Go through the records, and copy each line in which the string "truck" is present.

..............................

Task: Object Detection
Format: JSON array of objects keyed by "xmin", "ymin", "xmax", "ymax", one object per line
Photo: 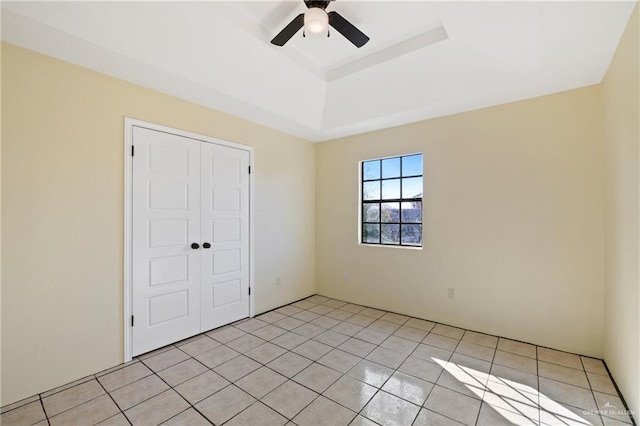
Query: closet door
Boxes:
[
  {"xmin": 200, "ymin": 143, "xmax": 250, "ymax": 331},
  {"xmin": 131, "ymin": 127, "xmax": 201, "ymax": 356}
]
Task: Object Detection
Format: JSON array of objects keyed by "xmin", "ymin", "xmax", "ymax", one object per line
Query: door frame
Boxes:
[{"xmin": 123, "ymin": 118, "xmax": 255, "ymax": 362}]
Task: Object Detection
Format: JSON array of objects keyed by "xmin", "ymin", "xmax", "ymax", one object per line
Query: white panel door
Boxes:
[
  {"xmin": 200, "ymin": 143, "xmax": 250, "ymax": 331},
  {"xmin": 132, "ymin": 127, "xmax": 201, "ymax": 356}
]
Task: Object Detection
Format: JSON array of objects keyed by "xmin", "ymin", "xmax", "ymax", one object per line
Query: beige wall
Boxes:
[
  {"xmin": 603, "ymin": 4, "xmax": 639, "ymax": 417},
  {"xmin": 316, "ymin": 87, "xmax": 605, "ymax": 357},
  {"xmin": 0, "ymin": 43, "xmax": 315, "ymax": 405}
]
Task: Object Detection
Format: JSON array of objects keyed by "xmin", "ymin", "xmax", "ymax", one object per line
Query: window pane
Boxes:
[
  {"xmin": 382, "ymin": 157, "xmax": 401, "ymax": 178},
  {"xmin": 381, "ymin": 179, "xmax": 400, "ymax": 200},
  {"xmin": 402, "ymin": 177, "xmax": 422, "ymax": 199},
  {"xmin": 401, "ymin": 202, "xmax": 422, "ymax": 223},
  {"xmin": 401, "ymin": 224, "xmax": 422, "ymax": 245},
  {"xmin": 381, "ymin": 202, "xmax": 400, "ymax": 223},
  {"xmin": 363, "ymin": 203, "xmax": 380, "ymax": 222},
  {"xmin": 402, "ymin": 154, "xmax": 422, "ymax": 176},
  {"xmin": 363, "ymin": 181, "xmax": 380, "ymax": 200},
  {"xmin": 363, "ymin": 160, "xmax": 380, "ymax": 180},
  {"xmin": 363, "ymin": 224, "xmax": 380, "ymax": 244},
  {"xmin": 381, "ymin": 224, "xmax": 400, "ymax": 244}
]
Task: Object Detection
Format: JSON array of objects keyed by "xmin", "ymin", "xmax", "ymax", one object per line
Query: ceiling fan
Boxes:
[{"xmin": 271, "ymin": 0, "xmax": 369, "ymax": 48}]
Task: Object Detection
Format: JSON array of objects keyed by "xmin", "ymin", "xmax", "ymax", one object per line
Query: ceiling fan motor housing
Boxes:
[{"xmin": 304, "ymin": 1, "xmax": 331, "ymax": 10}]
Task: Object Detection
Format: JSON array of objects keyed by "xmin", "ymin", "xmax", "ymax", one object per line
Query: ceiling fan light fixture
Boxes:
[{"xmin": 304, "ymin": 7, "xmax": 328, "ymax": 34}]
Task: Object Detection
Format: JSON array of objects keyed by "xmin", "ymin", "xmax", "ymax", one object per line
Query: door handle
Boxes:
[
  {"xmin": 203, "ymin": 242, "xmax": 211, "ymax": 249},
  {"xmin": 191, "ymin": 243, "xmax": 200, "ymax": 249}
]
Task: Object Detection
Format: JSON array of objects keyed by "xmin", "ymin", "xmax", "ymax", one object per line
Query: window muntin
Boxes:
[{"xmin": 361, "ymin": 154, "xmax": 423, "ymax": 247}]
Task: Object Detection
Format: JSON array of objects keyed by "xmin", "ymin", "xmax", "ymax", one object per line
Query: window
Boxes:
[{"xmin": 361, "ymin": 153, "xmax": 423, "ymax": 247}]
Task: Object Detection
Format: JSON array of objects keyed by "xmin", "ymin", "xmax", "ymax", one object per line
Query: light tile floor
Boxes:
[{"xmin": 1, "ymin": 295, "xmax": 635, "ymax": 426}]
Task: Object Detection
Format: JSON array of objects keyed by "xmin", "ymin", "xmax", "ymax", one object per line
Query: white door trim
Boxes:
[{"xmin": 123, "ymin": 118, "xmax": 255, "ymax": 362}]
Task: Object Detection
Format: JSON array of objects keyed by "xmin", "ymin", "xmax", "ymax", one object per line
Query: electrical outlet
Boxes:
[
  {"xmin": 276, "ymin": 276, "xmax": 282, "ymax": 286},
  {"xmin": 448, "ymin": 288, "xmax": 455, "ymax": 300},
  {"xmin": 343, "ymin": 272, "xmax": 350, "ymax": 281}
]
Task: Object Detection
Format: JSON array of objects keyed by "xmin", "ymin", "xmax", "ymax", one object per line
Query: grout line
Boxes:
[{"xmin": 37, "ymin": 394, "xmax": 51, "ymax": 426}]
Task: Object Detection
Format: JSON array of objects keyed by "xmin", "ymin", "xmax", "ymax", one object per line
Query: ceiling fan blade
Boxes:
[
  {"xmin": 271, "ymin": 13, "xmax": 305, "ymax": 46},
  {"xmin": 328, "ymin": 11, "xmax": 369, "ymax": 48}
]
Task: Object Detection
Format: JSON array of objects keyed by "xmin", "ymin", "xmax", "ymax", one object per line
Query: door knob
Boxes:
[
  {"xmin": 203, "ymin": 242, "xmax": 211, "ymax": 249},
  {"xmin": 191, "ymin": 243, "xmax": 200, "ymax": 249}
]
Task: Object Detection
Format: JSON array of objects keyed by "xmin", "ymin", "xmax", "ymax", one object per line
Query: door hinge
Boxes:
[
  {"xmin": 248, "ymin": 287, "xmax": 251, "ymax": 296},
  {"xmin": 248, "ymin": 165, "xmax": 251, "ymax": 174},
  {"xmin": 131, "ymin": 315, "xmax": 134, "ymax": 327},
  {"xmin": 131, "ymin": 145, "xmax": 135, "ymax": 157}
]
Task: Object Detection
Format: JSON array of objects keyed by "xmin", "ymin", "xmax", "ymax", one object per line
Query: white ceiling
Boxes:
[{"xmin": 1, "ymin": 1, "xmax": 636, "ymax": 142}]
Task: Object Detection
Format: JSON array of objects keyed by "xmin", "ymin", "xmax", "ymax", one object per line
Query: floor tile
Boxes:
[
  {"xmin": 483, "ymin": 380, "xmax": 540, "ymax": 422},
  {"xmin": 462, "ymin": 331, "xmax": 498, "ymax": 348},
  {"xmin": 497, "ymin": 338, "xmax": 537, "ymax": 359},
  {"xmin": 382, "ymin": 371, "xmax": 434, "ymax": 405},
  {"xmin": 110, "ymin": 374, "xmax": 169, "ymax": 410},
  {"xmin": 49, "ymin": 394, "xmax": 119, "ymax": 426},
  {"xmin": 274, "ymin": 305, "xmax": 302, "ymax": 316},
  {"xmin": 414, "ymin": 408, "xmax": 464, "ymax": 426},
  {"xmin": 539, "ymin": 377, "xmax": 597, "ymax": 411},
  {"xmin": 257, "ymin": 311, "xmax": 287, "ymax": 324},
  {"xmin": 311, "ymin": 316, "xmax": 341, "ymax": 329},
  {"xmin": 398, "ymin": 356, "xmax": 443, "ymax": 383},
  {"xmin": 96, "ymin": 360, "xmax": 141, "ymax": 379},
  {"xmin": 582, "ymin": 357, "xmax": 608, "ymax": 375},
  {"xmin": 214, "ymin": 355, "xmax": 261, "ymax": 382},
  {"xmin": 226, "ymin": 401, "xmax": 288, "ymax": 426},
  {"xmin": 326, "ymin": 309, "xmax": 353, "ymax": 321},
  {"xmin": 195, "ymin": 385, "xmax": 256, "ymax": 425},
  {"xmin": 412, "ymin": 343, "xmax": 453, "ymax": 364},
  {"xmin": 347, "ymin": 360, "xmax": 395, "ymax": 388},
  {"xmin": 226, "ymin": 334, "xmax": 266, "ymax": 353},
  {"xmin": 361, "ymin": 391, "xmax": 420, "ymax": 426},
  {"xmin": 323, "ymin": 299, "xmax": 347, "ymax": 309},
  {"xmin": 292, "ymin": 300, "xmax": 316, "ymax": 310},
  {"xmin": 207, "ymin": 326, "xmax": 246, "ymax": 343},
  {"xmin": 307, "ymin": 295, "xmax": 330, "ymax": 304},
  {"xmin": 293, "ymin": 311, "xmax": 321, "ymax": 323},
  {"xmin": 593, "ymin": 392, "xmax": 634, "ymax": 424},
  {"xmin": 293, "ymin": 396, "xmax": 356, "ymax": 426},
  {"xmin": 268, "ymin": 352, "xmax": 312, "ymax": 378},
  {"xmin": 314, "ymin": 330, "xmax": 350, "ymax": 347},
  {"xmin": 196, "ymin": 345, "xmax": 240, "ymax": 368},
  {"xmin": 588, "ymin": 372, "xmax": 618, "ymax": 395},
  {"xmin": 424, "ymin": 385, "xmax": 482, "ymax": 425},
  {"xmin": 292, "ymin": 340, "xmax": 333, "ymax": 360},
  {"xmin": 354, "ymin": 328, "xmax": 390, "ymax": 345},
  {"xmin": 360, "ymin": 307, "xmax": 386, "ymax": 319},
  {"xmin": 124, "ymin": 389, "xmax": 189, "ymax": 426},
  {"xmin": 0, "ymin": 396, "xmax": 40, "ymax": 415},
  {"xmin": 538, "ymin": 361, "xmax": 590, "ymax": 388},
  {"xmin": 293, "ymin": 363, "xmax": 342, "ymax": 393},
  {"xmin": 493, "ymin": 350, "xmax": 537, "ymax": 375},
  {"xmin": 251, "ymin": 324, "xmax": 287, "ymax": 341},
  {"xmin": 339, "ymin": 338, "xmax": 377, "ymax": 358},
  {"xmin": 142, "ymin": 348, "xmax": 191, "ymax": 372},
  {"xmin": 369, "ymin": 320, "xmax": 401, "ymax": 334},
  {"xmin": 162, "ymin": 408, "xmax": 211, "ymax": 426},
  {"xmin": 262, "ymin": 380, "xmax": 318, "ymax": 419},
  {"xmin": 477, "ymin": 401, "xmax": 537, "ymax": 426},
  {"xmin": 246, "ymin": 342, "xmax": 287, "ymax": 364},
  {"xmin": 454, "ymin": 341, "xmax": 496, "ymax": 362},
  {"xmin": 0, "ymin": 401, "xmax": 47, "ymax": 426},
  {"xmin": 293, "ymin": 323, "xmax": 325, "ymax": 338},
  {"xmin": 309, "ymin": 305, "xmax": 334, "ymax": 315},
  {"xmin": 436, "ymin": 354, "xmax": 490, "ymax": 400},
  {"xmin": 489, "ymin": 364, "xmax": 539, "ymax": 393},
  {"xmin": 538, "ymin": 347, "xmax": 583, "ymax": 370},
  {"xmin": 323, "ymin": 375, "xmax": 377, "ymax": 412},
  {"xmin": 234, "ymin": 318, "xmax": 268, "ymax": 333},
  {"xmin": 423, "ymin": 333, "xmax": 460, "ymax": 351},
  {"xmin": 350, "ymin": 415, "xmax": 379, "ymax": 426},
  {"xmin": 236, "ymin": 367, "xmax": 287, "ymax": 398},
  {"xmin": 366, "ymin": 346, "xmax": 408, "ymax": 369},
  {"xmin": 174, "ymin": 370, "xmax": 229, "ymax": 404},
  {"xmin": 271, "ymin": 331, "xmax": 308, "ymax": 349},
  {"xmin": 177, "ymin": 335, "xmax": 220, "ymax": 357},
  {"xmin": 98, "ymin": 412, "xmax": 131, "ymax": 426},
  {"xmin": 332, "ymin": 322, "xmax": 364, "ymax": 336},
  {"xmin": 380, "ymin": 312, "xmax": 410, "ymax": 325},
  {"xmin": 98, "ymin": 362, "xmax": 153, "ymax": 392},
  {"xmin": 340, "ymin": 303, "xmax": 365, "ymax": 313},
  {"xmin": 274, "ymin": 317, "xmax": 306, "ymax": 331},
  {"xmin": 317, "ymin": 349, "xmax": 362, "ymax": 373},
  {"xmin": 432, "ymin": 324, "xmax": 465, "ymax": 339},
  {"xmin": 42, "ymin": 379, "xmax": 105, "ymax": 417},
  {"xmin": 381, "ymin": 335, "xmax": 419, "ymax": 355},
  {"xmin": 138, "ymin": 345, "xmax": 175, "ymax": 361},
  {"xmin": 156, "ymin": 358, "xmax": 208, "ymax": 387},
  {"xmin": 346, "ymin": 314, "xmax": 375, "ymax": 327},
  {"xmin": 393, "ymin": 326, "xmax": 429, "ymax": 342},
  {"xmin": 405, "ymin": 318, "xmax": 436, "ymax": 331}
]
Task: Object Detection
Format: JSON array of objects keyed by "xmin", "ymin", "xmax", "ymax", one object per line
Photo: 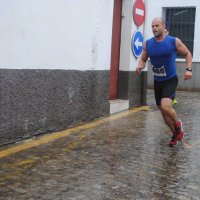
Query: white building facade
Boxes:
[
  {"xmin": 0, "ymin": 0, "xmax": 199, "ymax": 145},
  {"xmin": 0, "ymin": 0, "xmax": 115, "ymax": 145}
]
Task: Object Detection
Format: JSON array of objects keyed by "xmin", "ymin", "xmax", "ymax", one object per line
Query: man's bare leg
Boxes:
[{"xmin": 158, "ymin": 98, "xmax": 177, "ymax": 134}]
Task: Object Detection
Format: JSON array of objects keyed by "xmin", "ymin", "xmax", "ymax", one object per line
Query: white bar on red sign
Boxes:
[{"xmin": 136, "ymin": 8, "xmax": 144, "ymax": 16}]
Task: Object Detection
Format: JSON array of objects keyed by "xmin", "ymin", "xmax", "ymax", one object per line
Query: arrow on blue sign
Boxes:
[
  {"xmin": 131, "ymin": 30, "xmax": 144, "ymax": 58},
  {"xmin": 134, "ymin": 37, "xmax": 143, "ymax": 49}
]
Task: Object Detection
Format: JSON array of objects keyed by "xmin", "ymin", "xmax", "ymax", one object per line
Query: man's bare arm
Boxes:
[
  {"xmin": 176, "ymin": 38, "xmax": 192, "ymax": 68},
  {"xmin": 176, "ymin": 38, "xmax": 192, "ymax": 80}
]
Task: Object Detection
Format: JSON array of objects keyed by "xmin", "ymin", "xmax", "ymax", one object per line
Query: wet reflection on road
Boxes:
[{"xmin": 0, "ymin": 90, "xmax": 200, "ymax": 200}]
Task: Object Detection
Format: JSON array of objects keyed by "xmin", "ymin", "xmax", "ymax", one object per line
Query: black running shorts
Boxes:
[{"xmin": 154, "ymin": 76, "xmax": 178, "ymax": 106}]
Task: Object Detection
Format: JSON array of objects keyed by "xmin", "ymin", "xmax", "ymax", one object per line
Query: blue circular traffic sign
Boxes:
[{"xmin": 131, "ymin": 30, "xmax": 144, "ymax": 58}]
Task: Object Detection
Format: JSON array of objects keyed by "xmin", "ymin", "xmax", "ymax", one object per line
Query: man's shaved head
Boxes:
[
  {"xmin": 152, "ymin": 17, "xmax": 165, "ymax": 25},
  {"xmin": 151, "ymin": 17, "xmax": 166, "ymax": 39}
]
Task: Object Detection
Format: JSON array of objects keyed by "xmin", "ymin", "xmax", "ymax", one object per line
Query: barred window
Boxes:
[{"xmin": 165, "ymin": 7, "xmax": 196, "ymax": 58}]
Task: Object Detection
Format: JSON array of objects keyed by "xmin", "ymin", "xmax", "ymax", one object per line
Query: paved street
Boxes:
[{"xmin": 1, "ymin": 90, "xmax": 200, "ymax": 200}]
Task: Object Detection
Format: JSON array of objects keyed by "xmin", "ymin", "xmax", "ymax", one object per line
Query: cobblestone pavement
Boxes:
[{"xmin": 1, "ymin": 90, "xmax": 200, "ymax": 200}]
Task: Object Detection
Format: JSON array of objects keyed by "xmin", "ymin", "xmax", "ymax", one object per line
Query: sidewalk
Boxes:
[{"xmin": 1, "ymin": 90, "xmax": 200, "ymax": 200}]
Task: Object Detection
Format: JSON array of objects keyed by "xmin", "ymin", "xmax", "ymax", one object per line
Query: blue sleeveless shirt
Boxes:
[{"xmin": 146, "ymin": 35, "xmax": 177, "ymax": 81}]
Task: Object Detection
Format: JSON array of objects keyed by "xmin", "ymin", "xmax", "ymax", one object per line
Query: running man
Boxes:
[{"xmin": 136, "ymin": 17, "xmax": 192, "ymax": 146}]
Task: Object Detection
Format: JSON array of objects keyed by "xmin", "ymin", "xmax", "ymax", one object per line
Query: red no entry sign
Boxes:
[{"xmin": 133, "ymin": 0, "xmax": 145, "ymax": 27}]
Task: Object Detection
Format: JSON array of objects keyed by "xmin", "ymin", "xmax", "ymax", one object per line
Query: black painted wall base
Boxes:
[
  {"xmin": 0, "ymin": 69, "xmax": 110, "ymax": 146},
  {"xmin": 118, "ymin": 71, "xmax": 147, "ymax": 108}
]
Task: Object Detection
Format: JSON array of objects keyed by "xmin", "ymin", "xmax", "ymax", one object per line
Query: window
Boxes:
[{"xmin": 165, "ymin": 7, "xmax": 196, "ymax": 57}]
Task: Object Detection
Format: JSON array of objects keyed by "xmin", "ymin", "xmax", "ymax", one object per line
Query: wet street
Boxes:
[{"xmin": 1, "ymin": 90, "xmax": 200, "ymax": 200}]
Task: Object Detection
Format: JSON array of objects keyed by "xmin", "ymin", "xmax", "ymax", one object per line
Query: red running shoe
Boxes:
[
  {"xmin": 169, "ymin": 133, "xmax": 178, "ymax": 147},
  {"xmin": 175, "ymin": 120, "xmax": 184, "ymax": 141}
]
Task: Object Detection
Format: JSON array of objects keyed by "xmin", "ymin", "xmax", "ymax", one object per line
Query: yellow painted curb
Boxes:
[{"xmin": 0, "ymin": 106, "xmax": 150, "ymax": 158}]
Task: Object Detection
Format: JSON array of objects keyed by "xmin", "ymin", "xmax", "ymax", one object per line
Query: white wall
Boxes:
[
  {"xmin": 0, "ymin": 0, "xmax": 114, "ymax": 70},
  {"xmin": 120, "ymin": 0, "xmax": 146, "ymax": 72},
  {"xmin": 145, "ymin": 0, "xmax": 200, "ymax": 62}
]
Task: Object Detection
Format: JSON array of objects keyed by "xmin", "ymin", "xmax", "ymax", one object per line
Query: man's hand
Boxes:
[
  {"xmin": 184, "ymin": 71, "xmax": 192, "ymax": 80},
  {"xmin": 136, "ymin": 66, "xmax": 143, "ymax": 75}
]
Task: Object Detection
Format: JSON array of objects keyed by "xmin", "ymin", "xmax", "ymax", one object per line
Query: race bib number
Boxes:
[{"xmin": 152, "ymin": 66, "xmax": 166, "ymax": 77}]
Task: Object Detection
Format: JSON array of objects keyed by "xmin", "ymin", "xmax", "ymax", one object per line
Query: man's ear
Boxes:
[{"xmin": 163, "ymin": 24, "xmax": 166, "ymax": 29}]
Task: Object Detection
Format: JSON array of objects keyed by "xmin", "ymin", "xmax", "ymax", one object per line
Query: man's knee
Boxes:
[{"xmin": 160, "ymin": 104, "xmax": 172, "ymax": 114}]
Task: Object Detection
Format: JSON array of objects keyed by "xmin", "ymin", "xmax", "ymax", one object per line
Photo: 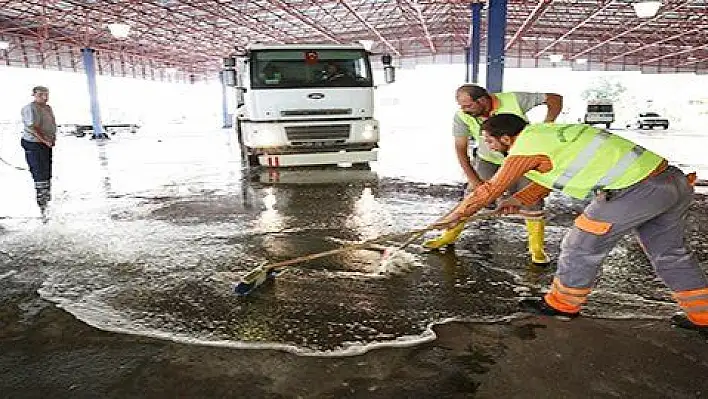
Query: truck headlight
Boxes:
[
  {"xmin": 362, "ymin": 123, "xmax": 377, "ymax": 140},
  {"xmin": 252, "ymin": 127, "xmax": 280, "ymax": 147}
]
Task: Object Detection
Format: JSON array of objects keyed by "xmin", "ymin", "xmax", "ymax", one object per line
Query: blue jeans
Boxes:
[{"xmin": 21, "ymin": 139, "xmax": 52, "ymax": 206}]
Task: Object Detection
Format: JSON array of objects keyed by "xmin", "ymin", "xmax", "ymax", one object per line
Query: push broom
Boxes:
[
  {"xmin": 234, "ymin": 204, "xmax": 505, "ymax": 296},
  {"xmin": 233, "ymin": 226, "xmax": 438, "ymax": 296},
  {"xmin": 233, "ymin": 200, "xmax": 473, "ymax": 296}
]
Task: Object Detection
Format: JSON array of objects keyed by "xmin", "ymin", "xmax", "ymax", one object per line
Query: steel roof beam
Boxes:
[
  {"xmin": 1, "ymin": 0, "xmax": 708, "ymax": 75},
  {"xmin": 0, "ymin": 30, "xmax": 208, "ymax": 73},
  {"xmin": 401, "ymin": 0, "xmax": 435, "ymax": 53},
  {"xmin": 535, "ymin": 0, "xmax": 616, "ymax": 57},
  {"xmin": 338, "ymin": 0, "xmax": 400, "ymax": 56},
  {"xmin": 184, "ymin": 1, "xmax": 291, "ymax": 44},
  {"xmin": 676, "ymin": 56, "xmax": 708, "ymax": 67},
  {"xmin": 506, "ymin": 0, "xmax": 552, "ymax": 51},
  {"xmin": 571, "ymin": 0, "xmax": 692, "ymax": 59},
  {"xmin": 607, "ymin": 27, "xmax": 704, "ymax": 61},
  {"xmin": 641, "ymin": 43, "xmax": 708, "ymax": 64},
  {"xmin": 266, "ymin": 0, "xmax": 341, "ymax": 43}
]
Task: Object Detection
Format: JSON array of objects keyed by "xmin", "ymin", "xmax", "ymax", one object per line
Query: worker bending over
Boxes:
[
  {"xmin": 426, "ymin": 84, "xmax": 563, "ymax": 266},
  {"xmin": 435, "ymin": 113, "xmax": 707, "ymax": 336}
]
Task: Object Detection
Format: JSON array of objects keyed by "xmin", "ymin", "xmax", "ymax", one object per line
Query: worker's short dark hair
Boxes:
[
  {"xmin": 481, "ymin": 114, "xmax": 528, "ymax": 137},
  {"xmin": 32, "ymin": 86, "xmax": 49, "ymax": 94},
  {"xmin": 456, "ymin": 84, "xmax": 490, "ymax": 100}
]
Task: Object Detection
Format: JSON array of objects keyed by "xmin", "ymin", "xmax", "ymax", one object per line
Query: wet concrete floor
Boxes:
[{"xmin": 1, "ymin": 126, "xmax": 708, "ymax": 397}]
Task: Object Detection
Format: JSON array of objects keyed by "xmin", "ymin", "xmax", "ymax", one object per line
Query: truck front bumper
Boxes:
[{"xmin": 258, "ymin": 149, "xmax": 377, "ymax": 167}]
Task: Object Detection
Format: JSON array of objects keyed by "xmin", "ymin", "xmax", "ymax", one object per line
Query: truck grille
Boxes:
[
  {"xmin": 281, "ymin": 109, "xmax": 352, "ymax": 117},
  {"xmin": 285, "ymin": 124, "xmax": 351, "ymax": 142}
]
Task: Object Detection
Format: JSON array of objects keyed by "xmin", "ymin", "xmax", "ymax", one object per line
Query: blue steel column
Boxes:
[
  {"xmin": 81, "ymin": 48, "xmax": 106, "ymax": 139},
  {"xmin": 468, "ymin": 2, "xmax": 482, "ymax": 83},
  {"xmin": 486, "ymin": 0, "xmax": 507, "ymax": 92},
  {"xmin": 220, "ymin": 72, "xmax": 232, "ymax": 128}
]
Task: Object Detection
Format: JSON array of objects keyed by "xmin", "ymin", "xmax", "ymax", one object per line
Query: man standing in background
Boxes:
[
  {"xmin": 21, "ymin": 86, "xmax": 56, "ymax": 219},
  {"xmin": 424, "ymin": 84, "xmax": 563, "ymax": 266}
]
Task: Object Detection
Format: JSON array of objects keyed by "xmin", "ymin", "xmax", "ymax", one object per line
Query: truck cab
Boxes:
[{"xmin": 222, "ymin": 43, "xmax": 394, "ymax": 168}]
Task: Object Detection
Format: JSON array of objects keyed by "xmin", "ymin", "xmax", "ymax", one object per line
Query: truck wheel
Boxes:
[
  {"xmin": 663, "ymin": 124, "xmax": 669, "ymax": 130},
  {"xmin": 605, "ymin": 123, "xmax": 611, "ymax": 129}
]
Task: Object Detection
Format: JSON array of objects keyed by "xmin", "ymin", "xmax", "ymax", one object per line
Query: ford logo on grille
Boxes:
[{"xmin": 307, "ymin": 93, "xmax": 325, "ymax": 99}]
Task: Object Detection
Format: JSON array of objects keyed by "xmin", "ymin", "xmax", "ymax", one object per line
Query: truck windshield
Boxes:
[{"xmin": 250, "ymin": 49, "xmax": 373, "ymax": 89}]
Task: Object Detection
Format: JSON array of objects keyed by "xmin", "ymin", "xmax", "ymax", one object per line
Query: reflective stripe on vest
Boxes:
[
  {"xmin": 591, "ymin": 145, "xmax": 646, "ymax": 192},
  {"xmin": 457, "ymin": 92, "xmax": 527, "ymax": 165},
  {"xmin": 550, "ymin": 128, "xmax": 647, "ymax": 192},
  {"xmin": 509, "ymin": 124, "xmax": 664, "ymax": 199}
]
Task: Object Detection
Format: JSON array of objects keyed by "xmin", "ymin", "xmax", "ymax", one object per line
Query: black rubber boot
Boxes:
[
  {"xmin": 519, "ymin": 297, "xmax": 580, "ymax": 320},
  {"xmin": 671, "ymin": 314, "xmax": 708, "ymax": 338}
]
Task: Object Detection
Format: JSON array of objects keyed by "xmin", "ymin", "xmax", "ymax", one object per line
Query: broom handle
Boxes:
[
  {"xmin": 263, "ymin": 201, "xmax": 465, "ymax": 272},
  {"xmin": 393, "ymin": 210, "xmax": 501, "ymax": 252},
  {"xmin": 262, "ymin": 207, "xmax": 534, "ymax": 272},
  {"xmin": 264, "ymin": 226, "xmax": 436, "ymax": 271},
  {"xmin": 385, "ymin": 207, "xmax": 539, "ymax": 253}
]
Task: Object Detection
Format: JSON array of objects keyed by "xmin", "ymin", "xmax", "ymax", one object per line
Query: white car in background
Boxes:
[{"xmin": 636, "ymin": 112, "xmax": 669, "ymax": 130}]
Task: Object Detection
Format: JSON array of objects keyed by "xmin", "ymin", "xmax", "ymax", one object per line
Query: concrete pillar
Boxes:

..............................

Exercise output =>
Query: truck headlight
Query: truck front bumper
Query: truck grille
Query: truck cab
Query: truck wheel
Query: truck windshield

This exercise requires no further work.